> What is being asked: The answer is every line in the data below that contains the word "clicks".
Start of Study material
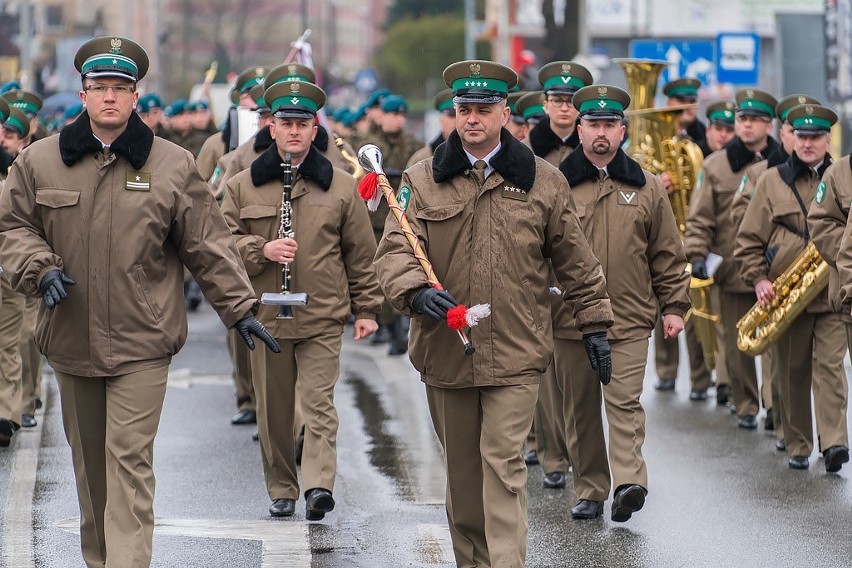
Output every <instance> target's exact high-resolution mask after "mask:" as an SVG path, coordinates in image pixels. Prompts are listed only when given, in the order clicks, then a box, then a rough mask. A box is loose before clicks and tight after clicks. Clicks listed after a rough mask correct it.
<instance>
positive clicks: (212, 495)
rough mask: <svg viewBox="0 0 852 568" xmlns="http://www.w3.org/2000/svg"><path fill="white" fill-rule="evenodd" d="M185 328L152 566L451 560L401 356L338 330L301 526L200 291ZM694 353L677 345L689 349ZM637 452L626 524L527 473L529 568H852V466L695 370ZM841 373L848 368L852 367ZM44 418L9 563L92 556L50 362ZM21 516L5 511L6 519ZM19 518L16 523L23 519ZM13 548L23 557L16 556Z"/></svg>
mask: <svg viewBox="0 0 852 568" xmlns="http://www.w3.org/2000/svg"><path fill="white" fill-rule="evenodd" d="M190 329H191V338H190V341H189V342H188V344H187V346H186V347H185V348H184V350H183V351H182V352H181V354H179V356H178V357H176V358H175V361H174V362H173V365H172V368H171V372H172V375H171V377H170V388H169V390H168V393H167V396H166V403H165V408H164V411H163V418H162V421H161V425H160V433H159V435H158V438H157V442H156V448H155V471H156V474H157V492H156V501H155V513H156V516H157V521H158V527H157V530H156V531H155V538H154V558H153V562H152V566H154V567H181V568H185V567H196V566H198V567H220V566H234V567H247V568H248V567H252V568H253V567H261V566H262V567H267V566H310V567H316V568H326V567H328V568H331V567H335V568H336V567H340V568H343V567H346V568H348V567H362V566H363V567H370V568H373V567H400V566H441V567H448V566H453V565H454V563H453V560H452V548H451V545H450V544H449V533H448V531H447V528H446V518H445V513H444V510H443V494H444V482H443V470H442V465H441V456H440V452H439V447H438V445H437V441H436V439H435V436H434V433H433V431H432V429H431V423H430V421H429V416H428V409H427V406H426V401H425V392H424V388H423V385H422V384H421V383H420V381H419V379H418V377H417V374H416V373H415V372H414V370H413V369H412V368H411V367H410V364H409V363H408V361H407V359H406V358H404V357H403V358H388V357H387V356H385V355H384V348H383V347H373V346H370V345H368V344H367V343H366V342H364V343H361V342H359V343H357V344H356V343H355V342H353V341H352V340H351V329H347V331H346V341H345V342H344V353H343V356H342V361H341V377H340V381H339V383H338V387H337V390H336V395H335V396H336V399H335V400H336V405H337V407H338V412H339V415H340V424H341V427H340V433H339V437H338V481H337V485H336V487H335V490H334V495H335V498H336V500H337V506H336V508H335V510H334V511H333V512H332V513H330V514H329V515H328V516H327V517H326V519H325V520H324V521H323V522H321V523H306V522H305V519H304V500H300V501H298V502H297V510H296V515H295V516H294V517H293V518H292V519H288V520H275V521H273V520H271V519H270V518H269V516H268V514H267V507H268V506H269V498H268V497H267V495H266V491H265V487H264V483H263V472H262V468H261V463H260V455H259V448H258V445H257V443H255V442H252V440H251V434H252V432H253V431H254V428H253V427H252V426H239V427H237V426H231V425H230V423H229V419H230V416H231V414H233V412H234V411H235V408H234V398H233V388H232V386H231V384H230V376H229V374H230V364H229V362H228V357H227V351H226V349H225V334H224V329H223V327H222V325H221V323H220V322H219V321H218V319H217V318H216V316H215V314H214V313H213V312H212V310H210V308H209V307H208V306H206V305H205V306H203V307H202V309H201V310H200V311H199V312H198V313H195V314H192V315H191V318H190ZM682 360H685V357H684V358H683V359H682ZM648 371H649V372H648V373H647V375H646V389H645V394H644V396H643V398H642V400H643V403H644V405H645V408H646V411H647V440H646V444H645V450H644V454H645V458H646V461H647V462H648V471H649V479H650V482H649V485H650V487H649V494H648V498H647V501H646V505H645V508H644V509H643V510H642V511H640V512H639V513H637V514H636V515H634V517H633V519H631V520H630V521H629V522H627V523H623V524H619V523H613V522H611V521H610V520H609V505H610V501H608V502H607V503H606V509H605V514H604V518H603V519H598V520H595V521H573V520H571V518H570V513H569V510H570V508H571V506H573V505H574V502H575V498H574V494H573V491H572V490H571V483H570V478H569V484H568V487H567V488H566V489H564V490H549V489H543V488H542V471H541V468H540V467H539V466H532V467H531V468H530V470H529V481H528V485H527V487H528V493H529V497H528V510H529V521H530V534H529V550H528V555H527V559H528V562H527V566H531V567H533V566H534V567H556V566H560V567H561V566H566V567H569V566H577V567H590V566H607V567H636V568H646V567H647V568H651V567H671V566H690V567H692V566H706V567H717V566H755V567H759V566H773V567H778V566H799V565H806V566H820V567H821V566H826V567H829V566H831V567H835V566H850V565H852V560H850V556H852V544H850V539H849V527H850V526H852V506H850V505H852V489H850V486H849V482H848V480H849V477H850V472H852V467H850V466H849V465H847V466H846V467H845V468H844V469H843V470H841V472H840V473H839V474H826V473H825V471H824V466H823V464H822V460H821V459H820V458H819V456H818V455H817V454H814V456H812V458H811V467H810V469H809V470H807V471H794V470H790V469H789V468H788V467H787V465H786V456H785V455H784V454H783V453H781V452H777V451H776V450H775V449H774V444H773V438H772V437H771V436H769V435H767V433H766V432H765V431H764V430H763V428H762V422H763V421H762V419H761V420H760V421H759V422H760V427H759V428H758V429H757V430H756V431H746V430H740V429H738V428H737V427H736V419H735V417H734V416H733V415H732V414H731V413H730V412H729V411H728V410H727V409H725V408H721V407H717V406H716V404H715V401H714V400H713V399H712V398H711V400H708V401H705V402H692V401H689V400H688V379H687V376H686V373H687V369H685V368H683V369H681V376H680V377H679V379H678V385H677V386H678V390H677V391H676V392H675V393H658V392H656V391H654V389H653V388H652V386H653V384H654V382H655V380H656V377H655V376H654V374H653V365H651V366H649V368H648ZM847 371H848V372H849V369H847ZM44 384H45V387H44V388H45V389H46V393H45V399H46V403H47V404H46V407H45V409H44V410H43V411H41V414H40V416H39V419H40V427H39V428H37V429H35V430H29V431H24V432H23V433H22V434H21V435H20V436H19V437H18V439H17V440H16V441H15V445H16V446H17V447H19V448H24V447H26V446H27V445H30V446H33V447H35V448H38V453H37V457H38V469H37V471H36V475H35V489H34V491H33V492H32V493H31V494H26V495H25V496H26V497H27V499H26V500H25V501H27V502H31V511H30V512H31V514H32V520H31V523H30V524H31V530H32V535H31V537H29V538H28V539H24V540H25V542H29V543H30V545H31V555H32V556H31V557H32V560H31V561H30V562H29V563H26V562H24V563H20V560H18V558H19V557H17V556H16V557H14V558H15V559H13V558H12V554H13V552H12V550H13V548H14V550H15V552H14V554H17V553H18V552H19V551H20V547H10V546H7V545H8V544H9V542H11V541H10V540H9V539H10V538H12V537H10V536H8V533H9V530H6V531H5V532H4V533H3V534H4V536H3V540H0V547H2V548H0V566H4V567H9V568H19V566H20V567H23V566H29V565H34V566H39V567H50V568H65V567H69V568H70V567H79V566H82V565H83V562H82V559H81V556H80V552H79V536H78V534H77V533H76V527H77V522H78V520H77V517H78V514H79V513H78V510H77V504H76V496H75V492H74V484H73V474H72V471H71V460H70V450H69V449H68V446H67V443H66V441H65V438H64V434H63V432H62V425H61V417H60V415H59V406H58V398H57V393H56V388H55V384H54V382H53V379H52V376H50V375H49V374H46V378H45V382H44ZM13 456H14V452H12V451H9V450H0V522H1V523H3V525H4V527H15V525H14V523H13V521H14V522H20V521H18V520H16V519H20V518H26V517H21V516H20V513H21V511H20V510H19V509H20V502H21V494H20V491H19V488H20V486H21V484H20V482H19V475H20V471H22V467H23V466H22V465H21V464H20V463H19V464H18V465H17V466H16V468H15V472H16V473H15V474H14V477H10V476H12V475H13V474H12V469H13V463H12V462H13ZM10 523H11V524H10ZM25 529H27V527H15V531H18V532H15V534H25V533H20V530H25ZM15 562H18V563H15Z"/></svg>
End of Study material
> Solution to this exercise:
Output every <instance> target's exact high-resolution mask after "mask:" as an SVG path, coordinates in image pixels. Prompts are listed only when given, in the order clicks, then a box, then a rough mask. A box is loose before clicks and tight after clicks. Clicks listed after a rough mask correct it.
positive clicks: (212, 495)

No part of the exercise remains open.